◆ What you should do
Convert every line of the records below into a JSON list of strings, one string per line, leaving out blank lines.
········
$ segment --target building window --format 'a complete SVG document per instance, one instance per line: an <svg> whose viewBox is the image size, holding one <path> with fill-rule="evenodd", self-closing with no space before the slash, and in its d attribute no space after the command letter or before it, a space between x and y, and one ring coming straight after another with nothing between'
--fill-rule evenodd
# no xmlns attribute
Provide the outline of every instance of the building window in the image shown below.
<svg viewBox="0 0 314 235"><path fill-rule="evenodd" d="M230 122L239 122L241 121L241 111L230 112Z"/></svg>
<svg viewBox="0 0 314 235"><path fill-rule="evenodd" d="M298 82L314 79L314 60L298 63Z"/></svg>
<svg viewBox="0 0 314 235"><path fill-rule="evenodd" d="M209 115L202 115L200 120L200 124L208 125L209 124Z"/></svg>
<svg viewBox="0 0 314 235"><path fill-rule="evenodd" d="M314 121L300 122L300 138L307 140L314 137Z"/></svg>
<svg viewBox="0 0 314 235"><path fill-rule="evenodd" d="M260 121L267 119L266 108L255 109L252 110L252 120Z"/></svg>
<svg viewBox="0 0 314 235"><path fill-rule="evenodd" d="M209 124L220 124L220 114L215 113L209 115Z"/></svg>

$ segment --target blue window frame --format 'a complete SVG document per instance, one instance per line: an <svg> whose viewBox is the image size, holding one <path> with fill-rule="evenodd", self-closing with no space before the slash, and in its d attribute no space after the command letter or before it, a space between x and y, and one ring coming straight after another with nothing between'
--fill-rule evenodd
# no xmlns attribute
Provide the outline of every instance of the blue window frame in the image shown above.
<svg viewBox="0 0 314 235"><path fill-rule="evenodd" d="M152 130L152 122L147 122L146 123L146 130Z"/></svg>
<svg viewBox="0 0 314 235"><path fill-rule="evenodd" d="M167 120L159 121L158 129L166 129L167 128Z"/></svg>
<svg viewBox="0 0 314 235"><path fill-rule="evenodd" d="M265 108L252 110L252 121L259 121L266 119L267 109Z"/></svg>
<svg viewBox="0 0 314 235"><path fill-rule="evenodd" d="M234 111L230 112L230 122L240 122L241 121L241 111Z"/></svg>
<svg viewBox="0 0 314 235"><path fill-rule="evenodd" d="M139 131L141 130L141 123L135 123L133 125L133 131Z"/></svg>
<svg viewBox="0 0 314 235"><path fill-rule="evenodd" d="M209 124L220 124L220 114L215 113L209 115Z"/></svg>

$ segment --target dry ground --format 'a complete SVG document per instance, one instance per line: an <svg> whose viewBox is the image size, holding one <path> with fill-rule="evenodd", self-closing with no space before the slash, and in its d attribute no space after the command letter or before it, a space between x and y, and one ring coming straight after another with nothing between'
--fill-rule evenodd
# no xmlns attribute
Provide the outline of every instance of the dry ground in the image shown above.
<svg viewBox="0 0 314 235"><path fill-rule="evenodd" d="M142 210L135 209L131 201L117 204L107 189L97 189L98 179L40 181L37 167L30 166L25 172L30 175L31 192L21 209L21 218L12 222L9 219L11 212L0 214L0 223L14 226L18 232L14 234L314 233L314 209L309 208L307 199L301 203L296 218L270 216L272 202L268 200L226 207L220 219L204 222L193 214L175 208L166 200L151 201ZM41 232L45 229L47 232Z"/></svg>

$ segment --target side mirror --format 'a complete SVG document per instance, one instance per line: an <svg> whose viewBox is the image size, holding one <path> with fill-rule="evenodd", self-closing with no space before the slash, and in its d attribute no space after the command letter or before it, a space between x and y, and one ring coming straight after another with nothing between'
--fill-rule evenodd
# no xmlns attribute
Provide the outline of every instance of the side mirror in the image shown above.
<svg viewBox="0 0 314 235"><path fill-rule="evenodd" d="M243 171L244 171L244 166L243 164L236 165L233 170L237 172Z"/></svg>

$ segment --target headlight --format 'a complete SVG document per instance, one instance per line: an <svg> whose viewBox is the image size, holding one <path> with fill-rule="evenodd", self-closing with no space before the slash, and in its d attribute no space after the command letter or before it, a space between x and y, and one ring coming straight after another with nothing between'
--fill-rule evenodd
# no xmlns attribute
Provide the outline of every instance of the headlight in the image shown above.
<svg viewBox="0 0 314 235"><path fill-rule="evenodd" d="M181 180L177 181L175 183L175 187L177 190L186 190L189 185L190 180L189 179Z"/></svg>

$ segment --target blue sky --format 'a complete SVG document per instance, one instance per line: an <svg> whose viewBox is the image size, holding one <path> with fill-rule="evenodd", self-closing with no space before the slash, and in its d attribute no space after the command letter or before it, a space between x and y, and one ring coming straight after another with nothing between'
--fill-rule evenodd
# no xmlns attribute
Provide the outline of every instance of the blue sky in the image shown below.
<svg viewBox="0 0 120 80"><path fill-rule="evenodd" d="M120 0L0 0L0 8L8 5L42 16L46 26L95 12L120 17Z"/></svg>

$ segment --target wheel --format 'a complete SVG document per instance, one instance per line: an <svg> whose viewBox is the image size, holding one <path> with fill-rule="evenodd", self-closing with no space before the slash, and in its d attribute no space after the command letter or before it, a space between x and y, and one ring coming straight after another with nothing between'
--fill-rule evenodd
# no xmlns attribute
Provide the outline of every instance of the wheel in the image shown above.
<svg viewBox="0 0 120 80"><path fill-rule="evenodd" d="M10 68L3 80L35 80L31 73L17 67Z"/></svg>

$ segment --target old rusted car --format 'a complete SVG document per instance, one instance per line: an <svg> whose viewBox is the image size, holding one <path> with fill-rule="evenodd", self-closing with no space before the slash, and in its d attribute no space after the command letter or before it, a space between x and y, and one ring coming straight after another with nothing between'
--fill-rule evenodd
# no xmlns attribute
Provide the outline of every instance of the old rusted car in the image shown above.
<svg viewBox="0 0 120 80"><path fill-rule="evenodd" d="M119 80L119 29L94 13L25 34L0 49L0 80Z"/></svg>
········
◆ Exercise solution
[
  "$ segment --target building window --format 'a complete SVG document per instance, one instance per line: an <svg> whose viewBox is the image size, holding one <path> with fill-rule=\"evenodd\", self-closing with no space before the slash, and in its d attribute no space after the command letter or before it, a space between x and y, and one ring coming straight after another with nothing between'",
  "--fill-rule evenodd",
  "# no xmlns attribute",
  "Provide the outline of every instance of the building window in the image shown below.",
  "<svg viewBox=\"0 0 314 235\"><path fill-rule=\"evenodd\" d=\"M230 122L239 122L241 121L241 111L230 112Z\"/></svg>",
  "<svg viewBox=\"0 0 314 235\"><path fill-rule=\"evenodd\" d=\"M298 82L314 79L314 60L298 63Z\"/></svg>",
  "<svg viewBox=\"0 0 314 235\"><path fill-rule=\"evenodd\" d=\"M209 115L202 115L200 120L200 124L208 125L209 124Z\"/></svg>",
  "<svg viewBox=\"0 0 314 235\"><path fill-rule=\"evenodd\" d=\"M314 121L300 122L300 138L307 140L314 137Z\"/></svg>",
  "<svg viewBox=\"0 0 314 235\"><path fill-rule=\"evenodd\" d=\"M260 121L267 119L266 108L255 109L252 110L252 120Z\"/></svg>",
  "<svg viewBox=\"0 0 314 235\"><path fill-rule=\"evenodd\" d=\"M209 124L220 124L220 114L215 113L209 115Z\"/></svg>",
  "$ segment --target blue window frame --format 'a complete SVG document per instance, one instance per line: an <svg> whose viewBox is the image size, holding one <path> with fill-rule=\"evenodd\", self-closing with no space before the slash, and in its d attribute no space after the command letter or before it, a space between x and y, and one ring coming straight after another with nothing between'",
  "--fill-rule evenodd",
  "# no xmlns attribute",
  "Provide the outline of every instance of the blue window frame in the image shown above.",
  "<svg viewBox=\"0 0 314 235\"><path fill-rule=\"evenodd\" d=\"M152 130L152 122L147 122L146 123L146 130Z\"/></svg>",
  "<svg viewBox=\"0 0 314 235\"><path fill-rule=\"evenodd\" d=\"M167 120L159 121L158 129L166 129L167 128Z\"/></svg>",
  "<svg viewBox=\"0 0 314 235\"><path fill-rule=\"evenodd\" d=\"M265 108L252 110L252 121L259 121L266 119L267 109Z\"/></svg>",
  "<svg viewBox=\"0 0 314 235\"><path fill-rule=\"evenodd\" d=\"M234 111L230 112L230 122L240 122L241 121L241 111Z\"/></svg>",
  "<svg viewBox=\"0 0 314 235\"><path fill-rule=\"evenodd\" d=\"M139 131L141 130L141 123L135 123L133 125L133 131Z\"/></svg>",
  "<svg viewBox=\"0 0 314 235\"><path fill-rule=\"evenodd\" d=\"M209 124L220 124L220 114L215 113L209 115Z\"/></svg>",
  "$ segment --target dry ground --format 'a complete SVG document per instance, one instance per line: an <svg> whose viewBox is the image size, holding one <path> with fill-rule=\"evenodd\", self-closing with no space before the slash, and in its d attribute no space after the command letter or before it, a space between x and y, and one ring coming straight after another with nothing between'",
  "--fill-rule evenodd",
  "# no xmlns attribute",
  "Provide the outline of every instance of the dry ground in the image shown above.",
  "<svg viewBox=\"0 0 314 235\"><path fill-rule=\"evenodd\" d=\"M142 210L135 209L131 201L117 204L107 189L97 189L98 179L40 181L37 167L30 166L25 172L30 175L31 192L21 209L21 218L12 222L9 219L11 212L0 214L0 223L14 226L18 232L14 234L314 233L314 209L309 208L307 199L301 203L296 218L270 216L272 202L268 200L226 207L220 219L204 222L193 214L175 208L166 200L151 201ZM41 232L45 229L47 232Z\"/></svg>",
  "$ segment --target side mirror --format 'a complete SVG document per instance, one instance per line: an <svg> whose viewBox is the image size, holding one <path> with fill-rule=\"evenodd\", self-closing with no space before the slash, and in its d attribute no space after the command letter or before it, a space between x and y, and one ring coming straight after another with nothing between'",
  "--fill-rule evenodd",
  "# no xmlns attribute",
  "Provide the outline of every instance of the side mirror in the image shown above.",
  "<svg viewBox=\"0 0 314 235\"><path fill-rule=\"evenodd\" d=\"M243 171L244 171L244 166L243 164L236 165L233 170L237 172Z\"/></svg>",
  "$ segment --target headlight --format 'a complete SVG document per instance, one instance per line: an <svg> whose viewBox is the image size, holding one <path> with fill-rule=\"evenodd\", self-closing with no space before the slash, and in its d attribute no space after the command letter or before it, a space between x and y, and one ring coming straight after another with nothing between'",
  "--fill-rule evenodd",
  "# no xmlns attribute",
  "Provide the outline of every instance of the headlight in the image shown above.",
  "<svg viewBox=\"0 0 314 235\"><path fill-rule=\"evenodd\" d=\"M181 180L177 181L175 183L175 187L177 190L186 190L189 185L190 180L189 179Z\"/></svg>",
  "$ segment --target blue sky --format 'a complete SVG document per instance, one instance per line: an <svg> whose viewBox is the image size, holding one <path> with fill-rule=\"evenodd\", self-closing with no space before the slash, and in its d attribute no space after the command letter or before it, a space between x and y, and one ring coming straight after another with nothing between'",
  "--fill-rule evenodd",
  "# no xmlns attribute",
  "Provide the outline of every instance of the blue sky in the image shown below.",
  "<svg viewBox=\"0 0 120 80\"><path fill-rule=\"evenodd\" d=\"M120 0L0 0L0 8L8 5L42 16L46 26L95 12L120 17Z\"/></svg>",
  "$ segment --target wheel --format 'a complete SVG document per instance, one instance per line: an <svg> whose viewBox is the image size, holding one <path> with fill-rule=\"evenodd\", self-closing with no space before the slash, and in its d attribute no space after the command letter or before it, a space between x and y, and one ring coming straight after another with nothing between'",
  "--fill-rule evenodd",
  "# no xmlns attribute",
  "Provide the outline of every instance of the wheel in the image shown above.",
  "<svg viewBox=\"0 0 120 80\"><path fill-rule=\"evenodd\" d=\"M10 68L3 80L35 80L31 73L17 67Z\"/></svg>",
  "$ segment --target old rusted car --format 'a complete SVG document per instance, one instance per line: an <svg> whose viewBox is the image size, holding one <path> with fill-rule=\"evenodd\", self-closing with no space before the slash, and in its d attribute no space after the command letter or before it, a space between x and y, and one ring coming straight after another with nothing between'",
  "--fill-rule evenodd",
  "# no xmlns attribute",
  "Provide the outline of every instance of the old rusted car in the image shown above.",
  "<svg viewBox=\"0 0 120 80\"><path fill-rule=\"evenodd\" d=\"M119 80L119 29L94 13L25 34L0 49L0 80Z\"/></svg>"
]